EXERCISE AIM
Restate the whole listing exactly.

###

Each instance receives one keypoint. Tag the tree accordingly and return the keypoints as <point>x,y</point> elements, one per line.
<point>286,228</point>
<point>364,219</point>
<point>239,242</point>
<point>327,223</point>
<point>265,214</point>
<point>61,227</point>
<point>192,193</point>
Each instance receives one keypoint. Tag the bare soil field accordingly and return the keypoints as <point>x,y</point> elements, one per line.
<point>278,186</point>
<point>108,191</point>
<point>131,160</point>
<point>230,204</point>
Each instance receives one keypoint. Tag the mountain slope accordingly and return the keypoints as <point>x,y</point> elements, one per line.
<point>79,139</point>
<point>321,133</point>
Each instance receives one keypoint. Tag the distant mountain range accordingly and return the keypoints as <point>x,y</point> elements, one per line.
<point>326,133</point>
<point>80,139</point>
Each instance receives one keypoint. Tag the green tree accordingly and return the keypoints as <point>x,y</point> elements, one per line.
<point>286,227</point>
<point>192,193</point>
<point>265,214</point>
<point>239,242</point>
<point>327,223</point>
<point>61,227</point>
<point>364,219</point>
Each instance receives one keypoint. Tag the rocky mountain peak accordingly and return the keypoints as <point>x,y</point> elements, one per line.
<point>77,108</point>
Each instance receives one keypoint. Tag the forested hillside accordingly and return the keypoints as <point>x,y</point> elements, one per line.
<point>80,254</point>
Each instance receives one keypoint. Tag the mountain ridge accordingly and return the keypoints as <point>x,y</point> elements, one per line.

###

EXERCISE ANSWER
Each instance receives one keypoint. Tag the tree accordingly and return the keypoints as <point>x,y</point> elements, one per line.
<point>286,228</point>
<point>364,219</point>
<point>239,242</point>
<point>327,223</point>
<point>265,214</point>
<point>61,227</point>
<point>192,193</point>
Each instance receives one keypoint. Tag the bare soil field accordingly and return the keypoints as <point>x,y</point> elements, one per line.
<point>278,186</point>
<point>108,191</point>
<point>131,160</point>
<point>230,204</point>
Each instance receives one keypoint. Tag the mountain slope accordingly and return the keypoints as <point>x,y</point> elements, one per line.
<point>79,139</point>
<point>321,133</point>
Each instance receives one keypoint. Tag the distant mountain range accordingly and return the keypoints as <point>x,y</point> elements, one per line.
<point>326,133</point>
<point>80,139</point>
Each instance receives one keypoint. Tag the green tree accordingly and return the keypoints as <point>x,y</point> elements, one per line.
<point>286,227</point>
<point>192,193</point>
<point>265,214</point>
<point>239,242</point>
<point>327,223</point>
<point>61,227</point>
<point>364,219</point>
Each instance receives one keypoint. Tag the rocky mountain peak accordingly and return the keypoints as <point>x,y</point> elements, one per line.
<point>77,108</point>
Each instance receives one keypoint. Tag the forested hillside accordingly and return the keypoints as <point>x,y</point> elements, one per line.
<point>80,254</point>
Each instance receives one keypoint. Tag the mountain ridge accordingly and return the keypoints as <point>x,y</point> elements, one per line.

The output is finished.